Your tasks:
1 - According to the Palus Caprae passage, what stream fed the marsh?
2 - Reproduce the Palus Caprae passage word for word, everything from "The Palus Caprae (or" down to "ascension into godhood.".

Text extract:
--- start ---

The Palus Caprae (or Capreae; [1] meaning "Goat Marsh" or "the Goat's pool" [2] ) was a site within the Campus Martius in Ancient Rome. In Roman mythology, the Palus Caprae was the place where Romulus underwent ascension into godhood.

Contents

Description

The marsh was fed by a stream called Petronia Amnis, [3] [4] but by the Augustan period it had disappeared or been drained. [5] The Palus Caprae was in the small basin where the Pantheon was later built, [6] west of the Altar of Mars supposed to have been established by Numa Pompilius, Romulus's successor. [7] Ludwig Preller thought it might be the same site as the Aedicula Capraria in Regio VI (Via Lata), as listed by the Regiones, [8] and Filippo Coarelli conjectured that the mythic significance of the Palus Caprae was the reason for siting the Pantheon there. [9]

In myth

On the Nones of Quinctilis (July 7), Romulus was reviewing the army on the Campus Martius near the Palus Caprae. Suddenly a storm broke out, accompanied by a solar eclipse, and a deluge consumed the place. When it cleared and the terrified Romans reemerged from their places of refuge, their king was nowhere to be found.

--- end ---

Point annotation dataset records
--- start ---

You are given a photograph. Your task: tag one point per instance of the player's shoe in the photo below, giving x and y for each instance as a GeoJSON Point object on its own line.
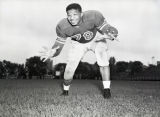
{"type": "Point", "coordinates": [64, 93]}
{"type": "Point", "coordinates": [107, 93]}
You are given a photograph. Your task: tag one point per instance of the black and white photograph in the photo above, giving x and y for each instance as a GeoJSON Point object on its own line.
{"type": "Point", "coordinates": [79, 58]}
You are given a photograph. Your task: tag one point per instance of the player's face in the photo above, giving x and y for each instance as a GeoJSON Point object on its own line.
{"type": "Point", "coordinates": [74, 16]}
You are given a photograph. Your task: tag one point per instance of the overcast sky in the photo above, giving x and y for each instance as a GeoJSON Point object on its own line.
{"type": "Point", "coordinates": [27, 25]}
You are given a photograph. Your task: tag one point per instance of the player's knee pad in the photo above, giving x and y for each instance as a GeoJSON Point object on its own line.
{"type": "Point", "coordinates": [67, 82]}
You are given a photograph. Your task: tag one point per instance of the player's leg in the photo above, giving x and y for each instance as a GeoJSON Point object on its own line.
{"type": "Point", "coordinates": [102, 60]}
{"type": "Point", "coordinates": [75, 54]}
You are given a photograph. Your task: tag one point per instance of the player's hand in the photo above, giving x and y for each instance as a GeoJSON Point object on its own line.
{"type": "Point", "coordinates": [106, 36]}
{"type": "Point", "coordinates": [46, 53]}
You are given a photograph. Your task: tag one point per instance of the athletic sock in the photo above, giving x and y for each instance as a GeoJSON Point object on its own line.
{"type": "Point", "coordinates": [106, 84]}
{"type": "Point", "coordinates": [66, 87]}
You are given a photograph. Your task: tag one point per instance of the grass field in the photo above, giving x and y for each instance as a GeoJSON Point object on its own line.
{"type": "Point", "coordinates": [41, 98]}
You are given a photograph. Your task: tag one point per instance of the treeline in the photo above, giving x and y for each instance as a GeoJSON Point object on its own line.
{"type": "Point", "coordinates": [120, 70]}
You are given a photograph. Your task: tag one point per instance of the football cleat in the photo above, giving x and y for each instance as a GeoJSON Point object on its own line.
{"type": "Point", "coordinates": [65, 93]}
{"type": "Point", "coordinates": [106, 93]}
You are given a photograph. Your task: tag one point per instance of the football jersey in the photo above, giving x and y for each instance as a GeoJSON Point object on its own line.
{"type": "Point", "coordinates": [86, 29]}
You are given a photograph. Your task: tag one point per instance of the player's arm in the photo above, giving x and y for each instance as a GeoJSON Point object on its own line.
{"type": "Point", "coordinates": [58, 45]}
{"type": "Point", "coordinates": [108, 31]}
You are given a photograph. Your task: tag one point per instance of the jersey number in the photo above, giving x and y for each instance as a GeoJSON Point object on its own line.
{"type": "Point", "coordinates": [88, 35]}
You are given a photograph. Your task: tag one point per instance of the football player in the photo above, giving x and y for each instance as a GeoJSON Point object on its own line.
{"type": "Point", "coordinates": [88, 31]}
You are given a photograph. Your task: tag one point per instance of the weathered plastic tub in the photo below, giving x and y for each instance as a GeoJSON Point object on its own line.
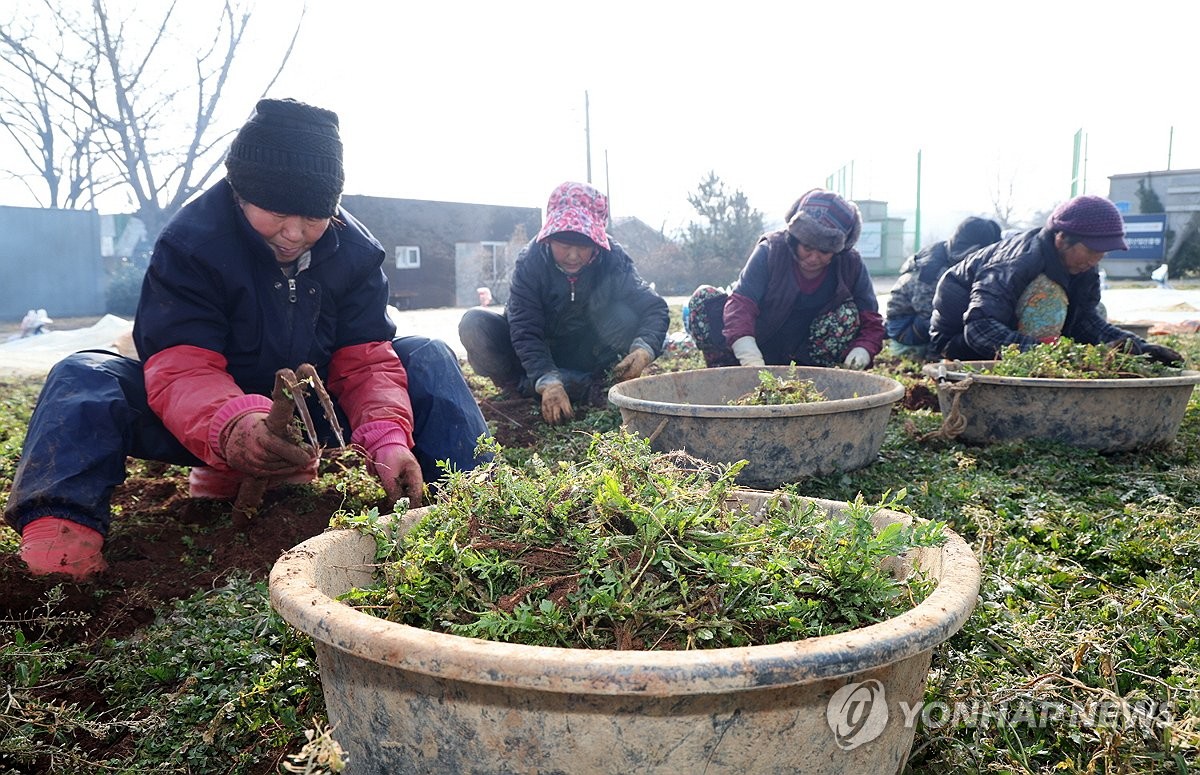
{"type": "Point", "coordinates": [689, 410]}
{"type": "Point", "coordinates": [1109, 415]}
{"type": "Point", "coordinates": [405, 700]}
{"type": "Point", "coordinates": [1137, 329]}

--- end ---
--- start ---

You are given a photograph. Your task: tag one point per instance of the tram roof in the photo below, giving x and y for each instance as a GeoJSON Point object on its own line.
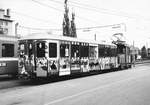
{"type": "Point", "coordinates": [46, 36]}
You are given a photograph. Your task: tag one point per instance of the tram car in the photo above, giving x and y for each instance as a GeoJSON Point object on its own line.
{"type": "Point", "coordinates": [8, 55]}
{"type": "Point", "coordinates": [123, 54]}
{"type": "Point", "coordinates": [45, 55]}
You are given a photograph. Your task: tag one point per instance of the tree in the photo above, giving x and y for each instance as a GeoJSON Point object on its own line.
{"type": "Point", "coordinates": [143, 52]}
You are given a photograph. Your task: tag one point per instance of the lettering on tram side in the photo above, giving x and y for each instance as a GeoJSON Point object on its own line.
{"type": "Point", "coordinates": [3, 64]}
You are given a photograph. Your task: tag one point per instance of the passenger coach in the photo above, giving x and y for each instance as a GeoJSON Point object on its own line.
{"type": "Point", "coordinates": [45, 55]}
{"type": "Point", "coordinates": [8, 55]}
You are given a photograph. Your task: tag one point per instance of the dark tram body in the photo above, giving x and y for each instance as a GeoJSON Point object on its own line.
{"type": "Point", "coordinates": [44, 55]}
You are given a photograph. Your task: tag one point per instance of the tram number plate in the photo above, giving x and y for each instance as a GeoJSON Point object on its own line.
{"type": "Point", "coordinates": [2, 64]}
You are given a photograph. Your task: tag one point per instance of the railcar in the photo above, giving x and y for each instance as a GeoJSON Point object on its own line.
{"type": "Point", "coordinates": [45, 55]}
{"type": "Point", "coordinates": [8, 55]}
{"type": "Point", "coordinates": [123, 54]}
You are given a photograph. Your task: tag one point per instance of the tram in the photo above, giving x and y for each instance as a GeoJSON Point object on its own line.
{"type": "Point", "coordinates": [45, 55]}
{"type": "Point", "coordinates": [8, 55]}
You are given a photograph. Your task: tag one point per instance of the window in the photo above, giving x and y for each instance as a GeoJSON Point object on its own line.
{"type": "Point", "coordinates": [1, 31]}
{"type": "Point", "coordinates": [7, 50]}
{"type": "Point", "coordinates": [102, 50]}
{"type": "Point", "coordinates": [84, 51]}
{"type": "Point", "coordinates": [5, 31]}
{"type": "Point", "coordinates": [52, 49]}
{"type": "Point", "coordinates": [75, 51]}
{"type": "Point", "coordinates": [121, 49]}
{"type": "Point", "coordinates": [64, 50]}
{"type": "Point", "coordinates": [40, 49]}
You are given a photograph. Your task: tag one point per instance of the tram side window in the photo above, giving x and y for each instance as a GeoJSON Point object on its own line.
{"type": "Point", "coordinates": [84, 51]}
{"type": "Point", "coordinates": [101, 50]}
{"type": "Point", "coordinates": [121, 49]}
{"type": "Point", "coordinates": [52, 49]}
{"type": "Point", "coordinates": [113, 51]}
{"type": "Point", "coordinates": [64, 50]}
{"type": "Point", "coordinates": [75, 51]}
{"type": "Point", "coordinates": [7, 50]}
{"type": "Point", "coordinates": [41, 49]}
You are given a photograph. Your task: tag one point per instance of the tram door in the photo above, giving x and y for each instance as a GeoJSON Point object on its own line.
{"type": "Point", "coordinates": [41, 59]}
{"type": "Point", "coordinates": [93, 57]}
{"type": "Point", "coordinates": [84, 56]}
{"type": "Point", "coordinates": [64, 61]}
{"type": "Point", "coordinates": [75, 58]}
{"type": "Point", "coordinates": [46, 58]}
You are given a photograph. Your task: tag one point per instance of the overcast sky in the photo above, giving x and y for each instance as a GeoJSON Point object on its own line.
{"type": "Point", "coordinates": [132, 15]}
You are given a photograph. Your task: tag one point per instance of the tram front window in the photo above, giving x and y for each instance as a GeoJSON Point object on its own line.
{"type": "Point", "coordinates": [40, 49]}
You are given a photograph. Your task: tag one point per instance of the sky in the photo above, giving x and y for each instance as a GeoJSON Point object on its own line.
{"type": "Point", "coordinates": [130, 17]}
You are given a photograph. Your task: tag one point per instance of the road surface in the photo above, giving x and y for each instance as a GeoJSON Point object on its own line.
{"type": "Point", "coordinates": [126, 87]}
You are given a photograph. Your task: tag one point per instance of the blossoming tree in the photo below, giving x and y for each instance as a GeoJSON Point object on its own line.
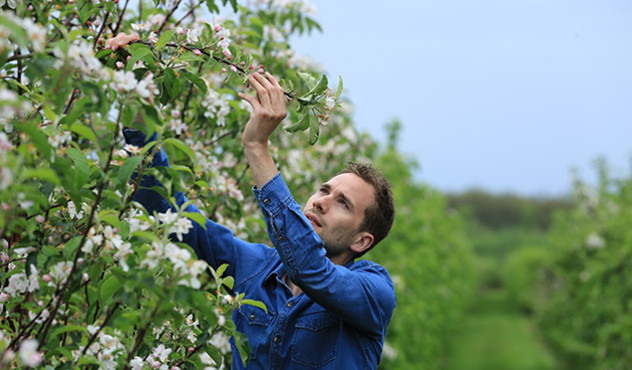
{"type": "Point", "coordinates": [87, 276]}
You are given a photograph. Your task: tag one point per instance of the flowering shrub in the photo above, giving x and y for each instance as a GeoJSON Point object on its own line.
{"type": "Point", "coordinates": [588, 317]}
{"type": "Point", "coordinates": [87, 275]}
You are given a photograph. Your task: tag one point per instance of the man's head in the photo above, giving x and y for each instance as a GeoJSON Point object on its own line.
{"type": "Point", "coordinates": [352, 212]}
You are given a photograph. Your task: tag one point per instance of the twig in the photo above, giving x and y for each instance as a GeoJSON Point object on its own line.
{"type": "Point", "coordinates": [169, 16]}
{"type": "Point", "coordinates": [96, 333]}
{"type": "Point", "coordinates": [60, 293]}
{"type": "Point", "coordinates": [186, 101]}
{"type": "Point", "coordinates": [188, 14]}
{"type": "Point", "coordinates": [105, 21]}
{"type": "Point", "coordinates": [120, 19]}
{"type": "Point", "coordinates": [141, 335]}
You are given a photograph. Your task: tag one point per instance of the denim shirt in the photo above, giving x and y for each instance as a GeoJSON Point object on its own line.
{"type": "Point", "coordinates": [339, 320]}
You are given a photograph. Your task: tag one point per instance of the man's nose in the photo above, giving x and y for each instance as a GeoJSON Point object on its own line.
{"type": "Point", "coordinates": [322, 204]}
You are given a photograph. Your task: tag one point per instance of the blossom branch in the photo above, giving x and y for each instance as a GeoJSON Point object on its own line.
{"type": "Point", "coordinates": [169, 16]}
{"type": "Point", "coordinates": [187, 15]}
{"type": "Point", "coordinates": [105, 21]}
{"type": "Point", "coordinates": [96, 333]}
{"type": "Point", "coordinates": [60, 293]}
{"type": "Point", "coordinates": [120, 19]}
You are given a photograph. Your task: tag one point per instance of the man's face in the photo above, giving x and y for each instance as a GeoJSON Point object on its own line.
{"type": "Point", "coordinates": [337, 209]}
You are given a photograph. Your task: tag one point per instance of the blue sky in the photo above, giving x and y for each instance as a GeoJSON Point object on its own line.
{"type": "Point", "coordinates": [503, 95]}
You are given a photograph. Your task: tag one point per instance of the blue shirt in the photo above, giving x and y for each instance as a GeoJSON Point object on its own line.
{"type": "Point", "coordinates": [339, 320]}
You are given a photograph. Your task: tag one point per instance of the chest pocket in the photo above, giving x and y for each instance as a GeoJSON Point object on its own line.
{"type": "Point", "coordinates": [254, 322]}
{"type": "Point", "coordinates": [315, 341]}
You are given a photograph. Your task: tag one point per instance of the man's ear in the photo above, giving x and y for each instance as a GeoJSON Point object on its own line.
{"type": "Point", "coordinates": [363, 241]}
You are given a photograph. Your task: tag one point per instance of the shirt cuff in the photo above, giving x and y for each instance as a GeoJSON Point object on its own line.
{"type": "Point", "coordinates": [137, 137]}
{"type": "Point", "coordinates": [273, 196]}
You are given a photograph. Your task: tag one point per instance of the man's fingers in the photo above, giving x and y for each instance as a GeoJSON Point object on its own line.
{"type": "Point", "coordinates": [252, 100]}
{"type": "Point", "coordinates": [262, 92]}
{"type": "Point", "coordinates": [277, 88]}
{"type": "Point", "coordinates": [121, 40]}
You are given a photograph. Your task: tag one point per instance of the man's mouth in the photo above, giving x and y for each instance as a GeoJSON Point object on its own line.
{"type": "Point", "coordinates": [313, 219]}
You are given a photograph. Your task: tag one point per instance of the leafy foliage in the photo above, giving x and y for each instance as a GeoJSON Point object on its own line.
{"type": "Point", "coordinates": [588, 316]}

--- end ---

Solutions for each task:
1 - A stream called Petronia Amnis.

2 -
The Palus Caprae (or Capreae; [1] meaning "Goat Marsh" or "the Goat's pool" [2] ) was a site within the Campus Martius in Ancient Rome. In Roman mythology, the Palus Caprae was the place where Romulus underwent ascension into godhood.